**Exercise aim**
Echo back every line of the items below without changing anything, but leave the pictures out of your answer.

**Extracted material**
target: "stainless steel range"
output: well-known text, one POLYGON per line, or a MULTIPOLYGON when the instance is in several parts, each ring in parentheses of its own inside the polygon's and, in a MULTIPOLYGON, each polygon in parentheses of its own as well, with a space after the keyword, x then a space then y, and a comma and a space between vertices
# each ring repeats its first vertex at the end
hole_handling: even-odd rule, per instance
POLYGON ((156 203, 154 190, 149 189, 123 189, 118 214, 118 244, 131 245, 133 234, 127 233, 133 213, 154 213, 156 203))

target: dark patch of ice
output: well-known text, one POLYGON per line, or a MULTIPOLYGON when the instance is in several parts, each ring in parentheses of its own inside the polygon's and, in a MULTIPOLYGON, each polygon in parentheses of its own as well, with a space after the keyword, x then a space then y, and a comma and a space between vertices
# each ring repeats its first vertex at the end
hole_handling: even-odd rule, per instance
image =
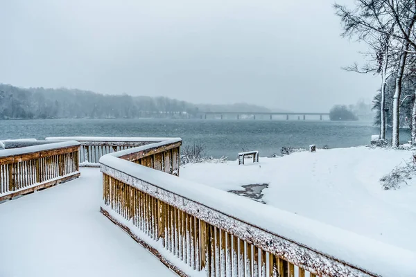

**Written response**
target: "stainless steel range"
output: well-known text, one POLYGON per line, or a MULTIPOLYGON when the instance is in several parts, each ring in parentheses of its own inside the polygon's and, in a MULTIPOLYGON, each polygon in parentheses of its own as well, with a space after the keyword, x then a space then y, and a comma and a space between vertices
# each ring repeats its first vertex at the end
hole_handling: even-odd rule, per instance
POLYGON ((156 203, 154 190, 149 189, 123 189, 118 214, 118 244, 131 245, 133 234, 127 233, 133 213, 154 213, 156 203))

target: dark patch of ice
output: well-known text, one POLYGON per line, or a MULTIPOLYGON when the instance is in several parts, each ring in parentheses of its own inside the polygon's and, in a MULTIPOLYGON, each polygon in parentheses of its own as well, with a space after the keyword, x then a space then y, and a comma and a space between vertices
# each ring repeats its first vertex at the end
hole_handling: even-odd rule, per instance
image =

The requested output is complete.